Repeat the data verbatim, images excluded.

---------- EXTRACTED ENTRIES ----------

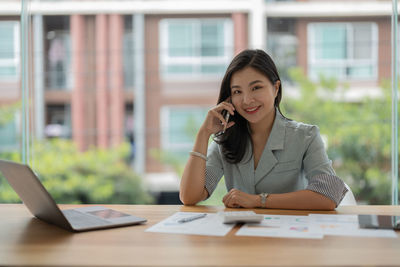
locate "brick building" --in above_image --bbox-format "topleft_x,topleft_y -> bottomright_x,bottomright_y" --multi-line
0,0 -> 395,180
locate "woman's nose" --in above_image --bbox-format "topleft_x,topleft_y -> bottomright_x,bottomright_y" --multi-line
243,93 -> 254,105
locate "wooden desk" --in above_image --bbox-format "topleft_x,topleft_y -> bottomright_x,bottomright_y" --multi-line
0,204 -> 399,266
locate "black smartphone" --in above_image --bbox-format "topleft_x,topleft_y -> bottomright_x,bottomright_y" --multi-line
358,214 -> 400,230
215,109 -> 230,137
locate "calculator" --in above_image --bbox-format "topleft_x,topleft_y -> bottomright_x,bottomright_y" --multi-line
218,211 -> 264,224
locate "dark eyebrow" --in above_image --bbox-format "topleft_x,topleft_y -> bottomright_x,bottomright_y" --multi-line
231,80 -> 264,90
249,80 -> 263,86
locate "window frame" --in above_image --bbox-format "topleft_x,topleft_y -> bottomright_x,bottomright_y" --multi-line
0,21 -> 20,81
46,30 -> 73,90
307,22 -> 378,82
160,105 -> 209,151
159,18 -> 233,80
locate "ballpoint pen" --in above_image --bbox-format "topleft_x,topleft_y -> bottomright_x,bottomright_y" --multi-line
177,213 -> 207,223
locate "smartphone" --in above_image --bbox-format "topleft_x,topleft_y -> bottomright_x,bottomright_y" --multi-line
214,109 -> 230,137
358,214 -> 400,230
221,109 -> 230,133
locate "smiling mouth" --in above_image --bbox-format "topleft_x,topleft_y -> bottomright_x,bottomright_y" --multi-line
244,106 -> 260,114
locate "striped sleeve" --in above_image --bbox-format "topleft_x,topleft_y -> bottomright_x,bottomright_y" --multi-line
204,141 -> 224,198
204,167 -> 223,197
306,173 -> 348,207
302,126 -> 348,207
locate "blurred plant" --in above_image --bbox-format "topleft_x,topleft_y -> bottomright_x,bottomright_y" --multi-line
0,139 -> 154,204
283,68 -> 394,204
0,102 -> 20,127
150,149 -> 185,177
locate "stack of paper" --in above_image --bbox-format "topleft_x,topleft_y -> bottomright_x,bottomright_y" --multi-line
146,212 -> 234,236
237,214 -> 397,239
146,212 -> 398,239
236,214 -> 323,239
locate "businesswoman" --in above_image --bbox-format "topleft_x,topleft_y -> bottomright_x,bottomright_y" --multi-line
180,49 -> 347,210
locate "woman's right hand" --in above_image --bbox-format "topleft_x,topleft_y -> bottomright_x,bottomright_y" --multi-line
200,100 -> 236,136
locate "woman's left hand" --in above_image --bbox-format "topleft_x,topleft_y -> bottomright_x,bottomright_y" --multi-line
222,189 -> 260,208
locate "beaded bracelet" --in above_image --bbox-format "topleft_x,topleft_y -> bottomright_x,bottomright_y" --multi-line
189,151 -> 207,161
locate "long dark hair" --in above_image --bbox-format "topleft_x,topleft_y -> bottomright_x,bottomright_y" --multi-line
214,49 -> 284,164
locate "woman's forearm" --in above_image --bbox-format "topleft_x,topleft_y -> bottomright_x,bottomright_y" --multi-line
265,190 -> 336,210
179,128 -> 211,205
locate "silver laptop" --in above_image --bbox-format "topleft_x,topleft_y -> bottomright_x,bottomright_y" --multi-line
0,159 -> 147,232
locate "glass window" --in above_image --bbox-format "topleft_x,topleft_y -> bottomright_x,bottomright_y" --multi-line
161,106 -> 208,156
267,18 -> 298,83
13,0 -> 399,207
46,30 -> 72,90
45,104 -> 71,138
0,112 -> 19,151
0,21 -> 19,80
123,15 -> 134,88
44,16 -> 71,90
160,18 -> 233,78
308,22 -> 378,81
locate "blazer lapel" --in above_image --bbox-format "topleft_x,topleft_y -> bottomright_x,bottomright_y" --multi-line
254,110 -> 286,185
254,148 -> 278,185
238,139 -> 256,194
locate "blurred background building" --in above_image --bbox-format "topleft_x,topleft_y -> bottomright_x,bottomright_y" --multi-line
0,0 -> 396,203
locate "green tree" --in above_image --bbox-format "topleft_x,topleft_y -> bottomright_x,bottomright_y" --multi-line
284,68 -> 394,204
0,139 -> 153,204
0,102 -> 20,127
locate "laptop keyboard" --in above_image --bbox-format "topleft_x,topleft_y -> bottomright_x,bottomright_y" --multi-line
63,209 -> 111,229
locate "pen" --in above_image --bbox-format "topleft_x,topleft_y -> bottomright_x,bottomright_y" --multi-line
177,213 -> 207,223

----------

_EXERCISE SOLUTION:_
locate "brick building" --in above_image --bbox-format "topleft_x,topleft_y -> bottomright_x,bottomright_y" --multi-line
0,0 -> 395,180
locate "woman's nose" --in above_image --bbox-format "topleft_x,topleft_y -> bottomright_x,bottomright_y" --multi-line
243,93 -> 254,105
locate "wooden desk" --in above_image --bbox-format "topleft_x,topleft_y -> bottomright_x,bottomright_y" --multi-line
0,204 -> 399,266
locate "black smartphone" --in above_image --bbox-format "topleft_x,topleft_y -> bottomright_x,bottomright_y" --multi-line
358,214 -> 400,230
215,109 -> 230,137
locate "calculator" --in above_image --bbox-format "topleft_x,topleft_y -> bottomright_x,bottomright_y" --multi-line
218,211 -> 264,224
locate "dark eyebrow" --in above_image --bbox-format "topleft_x,topleft_y -> bottomright_x,bottomright_y" --multi-line
231,80 -> 264,90
249,80 -> 263,86
locate "window frame" --in above_image --bbox-format "topleft_x,topleft_y -> bottomright_x,bottomright_y" --multi-line
0,21 -> 20,81
46,30 -> 73,90
307,22 -> 378,82
160,105 -> 209,151
159,18 -> 233,80
locate "ballpoint pen" --in above_image --bbox-format "topleft_x,topleft_y -> bottomright_x,bottomright_y" --multi-line
177,213 -> 207,223
locate "smartphone" --in above_image --bbox-format "topleft_x,topleft_y -> bottomright_x,bottomright_y" --multi-line
214,109 -> 230,137
358,214 -> 400,230
221,109 -> 230,133
locate "smiling mouth" --in above_image --bbox-format "topleft_x,topleft_y -> bottomright_x,bottomright_y" --multi-line
244,106 -> 260,114
locate "striped sleeve" --in above_image --bbox-format "topleft_x,topleft_y -> bottomright_x,bottomright_y" --multi-line
204,141 -> 224,198
204,167 -> 223,197
306,173 -> 348,207
302,126 -> 348,207
locate "blurred plant" --in above_image --bbox-format "topleft_x,topleft_y -> bottomright_x,bottomright_y" --multi-line
0,139 -> 154,204
283,68 -> 394,204
0,102 -> 20,127
150,149 -> 185,177
locate "stack of paper" --in above_image --bbox-format "topleft_x,topleft_y -> bottomright_x,bottomright_y" --multi-line
146,212 -> 234,236
237,214 -> 397,239
146,212 -> 398,239
236,214 -> 323,239
locate "businesswoman" --in above_image --bbox-format "topleft_x,topleft_y -> bottomright_x,bottomright_y" --multi-line
180,49 -> 347,210
locate "woman's right hand" --in above_image --bbox-format "topleft_x,topleft_y -> bottomright_x,bottomright_y" --multi-line
200,100 -> 236,136
locate "woman's left hand" --in above_image --bbox-format "topleft_x,topleft_y -> bottomright_x,bottomright_y" --multi-line
222,189 -> 260,208
locate "beaded bracelet" --in above_image --bbox-format "topleft_x,topleft_y -> bottomright_x,bottomright_y" --multi-line
189,151 -> 207,161
locate "long dark hair" --in above_image --bbox-format "topleft_x,topleft_y -> bottomright_x,bottomright_y" --multi-line
214,49 -> 284,164
locate "woman's forearm" --in above_image --bbox-format "topleft_x,topleft_y -> bottomright_x,bottomright_y" --multi-line
265,190 -> 336,210
179,128 -> 211,205
locate "silver laptop" --in above_image --bbox-format "topleft_x,topleft_y -> bottomright_x,bottomright_y" --multi-line
0,159 -> 147,232
locate "glass window" --in above_image --bbox-format "topleft_x,topleft_y -> bottomright_x,bottomright_y" --multi-line
161,106 -> 208,156
267,18 -> 298,83
13,0 -> 399,207
46,30 -> 72,90
45,104 -> 71,138
0,112 -> 19,151
0,21 -> 19,80
123,15 -> 134,88
44,16 -> 71,90
160,18 -> 233,78
308,22 -> 378,81
locate "blazer lapel" --in above_image --bbox-format "topleft_x,topleft_y -> bottomright_x,bottomright_y" --multi-line
254,110 -> 286,185
254,148 -> 278,185
238,139 -> 256,194
locate "blurred background building" --in above_image --bbox-format "topleft_x,topleft_y -> bottomright_x,bottomright_y" --multi-line
0,0 -> 396,203
locate "green tree" --in above_image --bbox-format "topleft_x,topleft_y -> bottomright_x,bottomright_y" --multi-line
284,68 -> 394,204
0,139 -> 153,204
0,102 -> 20,127
locate "laptop keyboard" --in above_image --bbox-format "topleft_x,topleft_y -> bottomright_x,bottomright_y" --multi-line
63,209 -> 111,229
locate "pen" --in above_image --bbox-format "topleft_x,topleft_y -> bottomright_x,bottomright_y" --multi-line
177,213 -> 207,223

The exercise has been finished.